● **Instructions to follow**
Copy exactly the last part of the entries, starting from the line with "Note to the class: point out every instance of the dog's" and including the final line.

● **Supplied information**
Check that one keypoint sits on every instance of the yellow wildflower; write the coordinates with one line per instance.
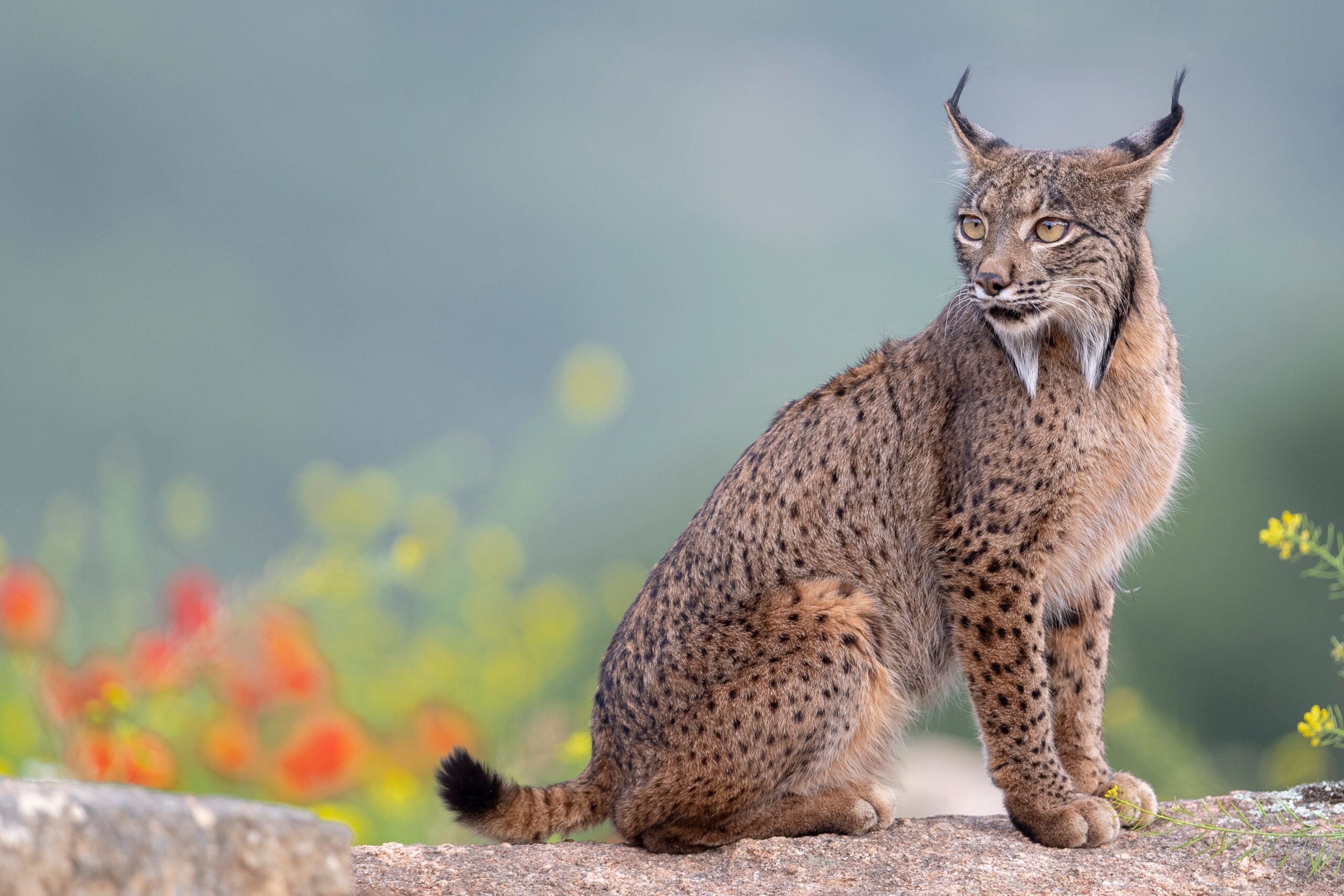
(116, 696)
(1315, 723)
(1285, 534)
(1273, 534)
(407, 554)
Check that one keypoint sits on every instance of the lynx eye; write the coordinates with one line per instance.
(1050, 230)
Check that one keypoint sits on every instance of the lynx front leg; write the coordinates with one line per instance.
(1077, 647)
(1000, 638)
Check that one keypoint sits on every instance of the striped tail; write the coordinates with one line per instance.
(503, 810)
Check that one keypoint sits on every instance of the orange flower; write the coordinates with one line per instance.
(291, 660)
(272, 660)
(193, 601)
(29, 605)
(440, 729)
(68, 692)
(156, 660)
(148, 761)
(229, 746)
(322, 755)
(96, 755)
(139, 758)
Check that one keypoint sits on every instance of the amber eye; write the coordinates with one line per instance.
(972, 227)
(1050, 230)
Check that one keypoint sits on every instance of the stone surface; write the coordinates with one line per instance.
(104, 840)
(942, 855)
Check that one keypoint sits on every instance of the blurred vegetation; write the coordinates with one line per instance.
(395, 628)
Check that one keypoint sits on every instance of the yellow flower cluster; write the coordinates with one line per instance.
(1316, 723)
(1285, 534)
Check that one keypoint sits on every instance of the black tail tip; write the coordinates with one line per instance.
(466, 786)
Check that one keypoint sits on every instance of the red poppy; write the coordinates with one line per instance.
(156, 660)
(68, 691)
(30, 606)
(140, 758)
(293, 666)
(322, 755)
(193, 601)
(148, 761)
(229, 746)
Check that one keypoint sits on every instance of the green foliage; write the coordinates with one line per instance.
(1295, 536)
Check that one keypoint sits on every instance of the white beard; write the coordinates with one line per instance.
(1023, 349)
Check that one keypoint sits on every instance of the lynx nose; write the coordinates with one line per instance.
(991, 281)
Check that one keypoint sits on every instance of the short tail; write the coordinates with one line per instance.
(500, 809)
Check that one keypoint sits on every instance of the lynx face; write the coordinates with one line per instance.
(1050, 241)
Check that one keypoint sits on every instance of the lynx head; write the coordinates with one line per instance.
(1054, 241)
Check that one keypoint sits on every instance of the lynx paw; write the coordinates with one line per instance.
(1086, 821)
(1132, 790)
(884, 801)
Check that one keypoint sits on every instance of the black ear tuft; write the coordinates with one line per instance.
(1158, 135)
(1180, 80)
(466, 786)
(961, 85)
(973, 139)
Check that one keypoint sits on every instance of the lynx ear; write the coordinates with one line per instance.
(1141, 155)
(973, 141)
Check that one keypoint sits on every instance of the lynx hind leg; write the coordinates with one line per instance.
(791, 742)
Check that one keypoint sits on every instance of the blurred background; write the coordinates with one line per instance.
(358, 362)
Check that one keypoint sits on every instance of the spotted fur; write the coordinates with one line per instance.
(959, 501)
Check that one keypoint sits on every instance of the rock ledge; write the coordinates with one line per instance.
(62, 837)
(942, 855)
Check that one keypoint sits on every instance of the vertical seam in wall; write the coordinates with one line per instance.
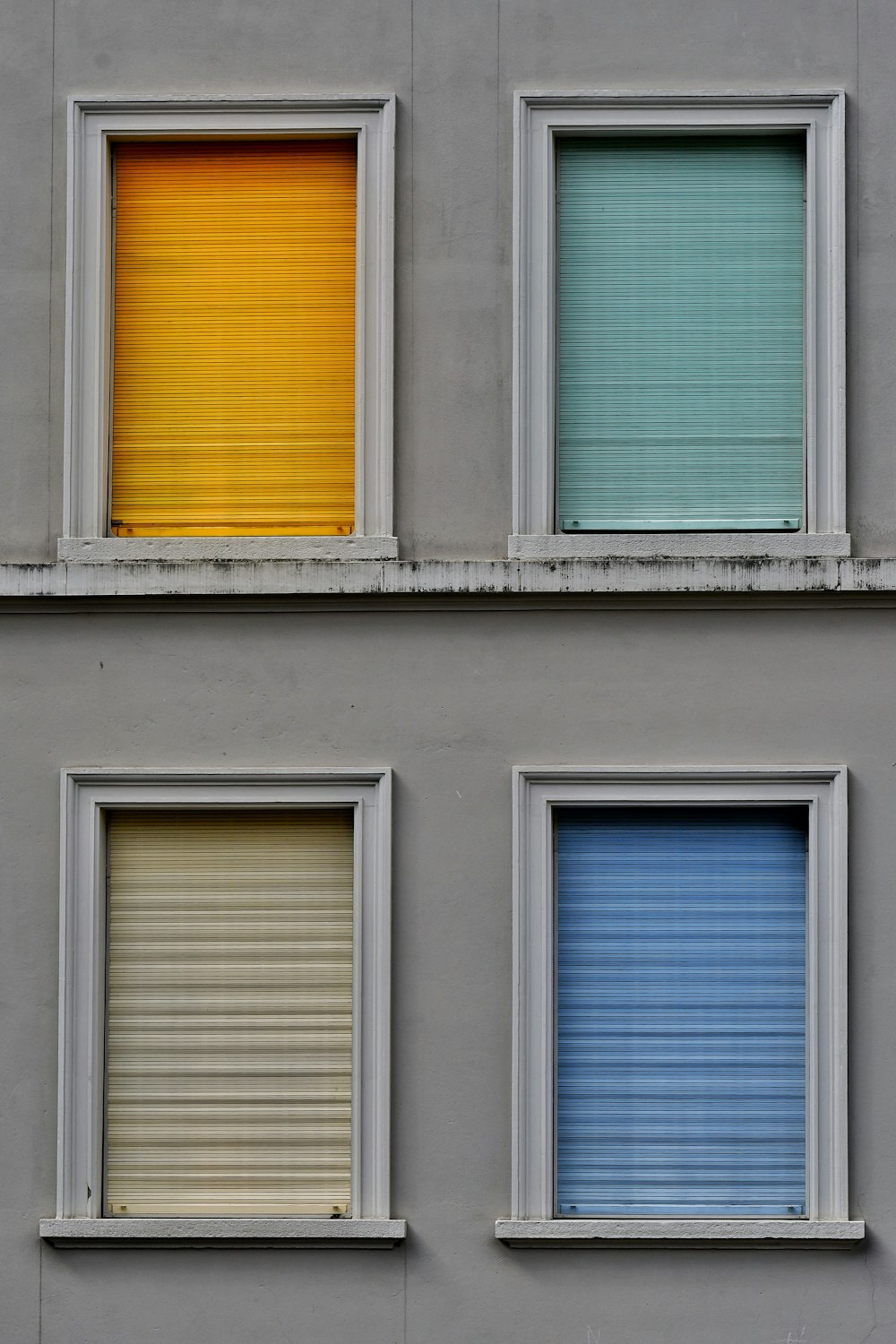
(50, 343)
(405, 1293)
(409, 341)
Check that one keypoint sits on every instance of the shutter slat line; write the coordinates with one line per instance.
(680, 331)
(234, 338)
(681, 1015)
(230, 1013)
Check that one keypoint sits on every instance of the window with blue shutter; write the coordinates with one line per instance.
(680, 401)
(681, 1011)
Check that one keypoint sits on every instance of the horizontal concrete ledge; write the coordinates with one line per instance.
(582, 546)
(721, 1233)
(177, 550)
(298, 1233)
(427, 580)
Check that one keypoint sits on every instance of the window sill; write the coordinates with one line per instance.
(175, 1233)
(567, 546)
(761, 1233)
(99, 550)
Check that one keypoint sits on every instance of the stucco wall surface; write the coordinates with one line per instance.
(452, 701)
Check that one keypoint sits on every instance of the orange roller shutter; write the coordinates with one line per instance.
(233, 400)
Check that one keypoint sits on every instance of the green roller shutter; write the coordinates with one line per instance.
(680, 328)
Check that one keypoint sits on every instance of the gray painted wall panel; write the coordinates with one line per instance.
(452, 701)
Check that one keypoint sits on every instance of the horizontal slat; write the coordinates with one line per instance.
(681, 1042)
(234, 338)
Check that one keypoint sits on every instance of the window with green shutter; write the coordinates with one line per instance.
(680, 332)
(678, 360)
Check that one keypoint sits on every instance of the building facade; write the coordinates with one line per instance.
(474, 701)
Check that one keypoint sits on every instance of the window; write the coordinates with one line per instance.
(230, 330)
(225, 1008)
(678, 280)
(680, 1008)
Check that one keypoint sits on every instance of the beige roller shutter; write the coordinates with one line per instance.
(228, 1013)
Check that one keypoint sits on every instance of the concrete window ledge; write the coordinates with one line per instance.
(298, 1233)
(721, 1233)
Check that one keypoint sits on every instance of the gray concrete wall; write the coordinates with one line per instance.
(452, 699)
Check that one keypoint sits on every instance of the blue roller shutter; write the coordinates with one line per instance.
(681, 1012)
(680, 332)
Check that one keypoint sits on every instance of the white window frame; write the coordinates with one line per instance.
(86, 798)
(823, 790)
(93, 128)
(538, 120)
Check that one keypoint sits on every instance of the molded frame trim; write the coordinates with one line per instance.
(536, 793)
(94, 124)
(538, 117)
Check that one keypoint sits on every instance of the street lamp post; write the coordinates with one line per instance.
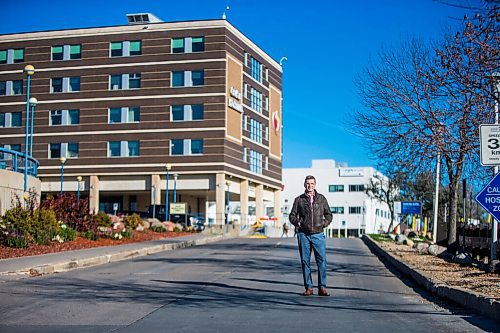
(33, 103)
(29, 71)
(63, 160)
(154, 200)
(494, 224)
(175, 187)
(79, 179)
(167, 167)
(227, 206)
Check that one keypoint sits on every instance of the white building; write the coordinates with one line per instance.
(354, 212)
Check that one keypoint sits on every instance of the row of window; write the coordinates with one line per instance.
(257, 70)
(340, 210)
(180, 147)
(116, 49)
(358, 210)
(116, 82)
(127, 148)
(340, 188)
(8, 88)
(258, 101)
(258, 131)
(115, 115)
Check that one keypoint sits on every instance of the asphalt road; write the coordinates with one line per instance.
(240, 285)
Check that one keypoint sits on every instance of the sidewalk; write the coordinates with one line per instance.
(465, 298)
(69, 260)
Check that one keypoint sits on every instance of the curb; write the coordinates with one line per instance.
(109, 258)
(486, 306)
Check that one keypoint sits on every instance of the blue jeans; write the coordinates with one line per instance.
(317, 243)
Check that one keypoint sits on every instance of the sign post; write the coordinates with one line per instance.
(489, 199)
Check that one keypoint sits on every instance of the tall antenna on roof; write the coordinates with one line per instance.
(224, 14)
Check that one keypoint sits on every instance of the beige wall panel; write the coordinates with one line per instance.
(275, 123)
(234, 80)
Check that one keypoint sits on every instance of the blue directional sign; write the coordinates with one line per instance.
(411, 207)
(489, 197)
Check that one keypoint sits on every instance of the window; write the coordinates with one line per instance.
(74, 84)
(125, 48)
(188, 45)
(56, 85)
(66, 52)
(134, 115)
(256, 69)
(188, 78)
(187, 112)
(64, 117)
(134, 81)
(356, 188)
(72, 150)
(187, 147)
(16, 119)
(75, 52)
(177, 45)
(177, 79)
(245, 153)
(133, 148)
(255, 131)
(135, 48)
(11, 56)
(255, 161)
(124, 115)
(57, 52)
(8, 88)
(113, 148)
(198, 44)
(73, 117)
(17, 87)
(10, 119)
(116, 49)
(115, 82)
(68, 150)
(256, 100)
(18, 56)
(335, 188)
(55, 117)
(337, 210)
(125, 81)
(198, 78)
(123, 148)
(65, 84)
(354, 210)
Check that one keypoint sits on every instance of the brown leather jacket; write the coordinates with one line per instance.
(309, 218)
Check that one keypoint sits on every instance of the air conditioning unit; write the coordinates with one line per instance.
(142, 18)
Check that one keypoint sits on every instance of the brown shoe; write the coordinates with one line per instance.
(323, 292)
(308, 292)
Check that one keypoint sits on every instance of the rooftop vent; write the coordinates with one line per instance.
(142, 18)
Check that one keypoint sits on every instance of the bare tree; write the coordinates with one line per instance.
(419, 100)
(384, 189)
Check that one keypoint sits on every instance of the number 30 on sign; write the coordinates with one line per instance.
(490, 144)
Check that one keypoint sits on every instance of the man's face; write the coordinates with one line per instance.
(310, 185)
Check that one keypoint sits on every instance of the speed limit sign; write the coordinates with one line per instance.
(490, 144)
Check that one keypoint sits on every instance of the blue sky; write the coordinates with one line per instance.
(327, 43)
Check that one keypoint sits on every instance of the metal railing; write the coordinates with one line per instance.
(14, 161)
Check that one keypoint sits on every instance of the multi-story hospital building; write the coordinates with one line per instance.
(135, 109)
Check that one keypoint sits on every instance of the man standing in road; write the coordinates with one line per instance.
(310, 215)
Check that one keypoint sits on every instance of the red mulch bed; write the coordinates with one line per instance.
(83, 243)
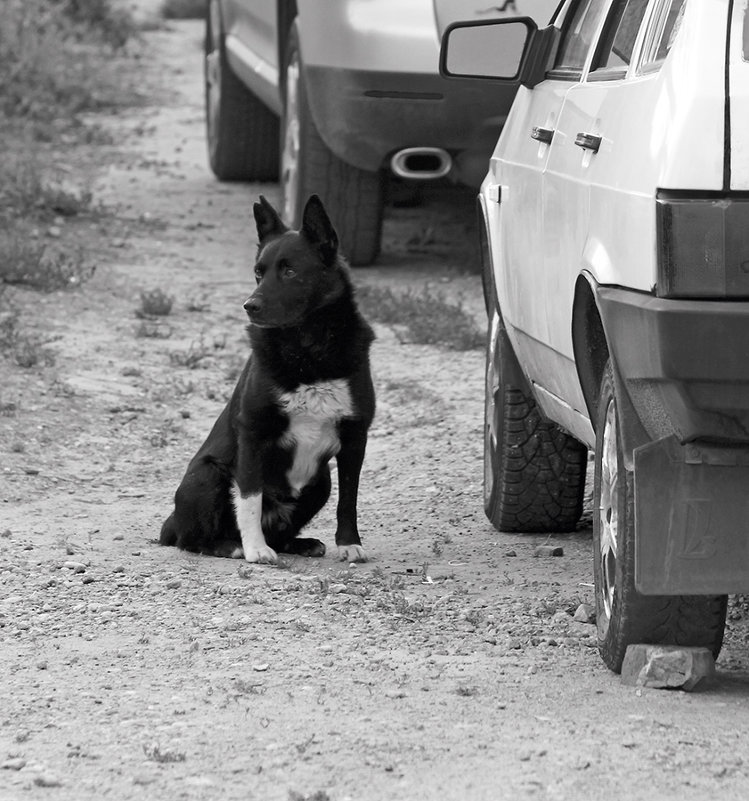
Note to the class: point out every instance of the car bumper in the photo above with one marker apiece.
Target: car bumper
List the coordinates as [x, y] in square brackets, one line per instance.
[365, 116]
[684, 364]
[682, 373]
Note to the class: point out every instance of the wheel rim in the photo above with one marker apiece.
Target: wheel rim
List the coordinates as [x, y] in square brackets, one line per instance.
[608, 511]
[491, 435]
[212, 69]
[290, 151]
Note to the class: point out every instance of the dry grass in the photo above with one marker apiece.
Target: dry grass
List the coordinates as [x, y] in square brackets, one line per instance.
[423, 318]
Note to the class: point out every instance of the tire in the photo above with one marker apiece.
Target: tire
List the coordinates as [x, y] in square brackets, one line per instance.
[353, 198]
[534, 473]
[623, 615]
[242, 133]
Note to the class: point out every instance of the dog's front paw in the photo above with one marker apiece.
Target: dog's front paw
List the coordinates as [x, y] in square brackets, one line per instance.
[351, 553]
[261, 555]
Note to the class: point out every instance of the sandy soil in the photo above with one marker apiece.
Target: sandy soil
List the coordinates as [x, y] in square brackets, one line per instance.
[449, 666]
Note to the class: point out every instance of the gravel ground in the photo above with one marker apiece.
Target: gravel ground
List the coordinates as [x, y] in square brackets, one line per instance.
[448, 666]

● **Worked solution**
Note to the class: point out every instance of the dog's front paw in the photo above with one marker apiece.
Target: dog's front paw
List the coordinates as [x, y] in square brackets, one line per instance.
[351, 553]
[261, 555]
Note to the class: point out every instance of the sandy soil in the photo above with one marker apiece.
Target: sandy soil
List the coordinates as [x, y] in square brackets, one line per instance.
[449, 666]
Note to the class: point out every instance of the gravel ground in the photo above with one marker apiece.
Target: gravel ground
List the coordinates as [x, y] in square brackets, one line per instance.
[448, 666]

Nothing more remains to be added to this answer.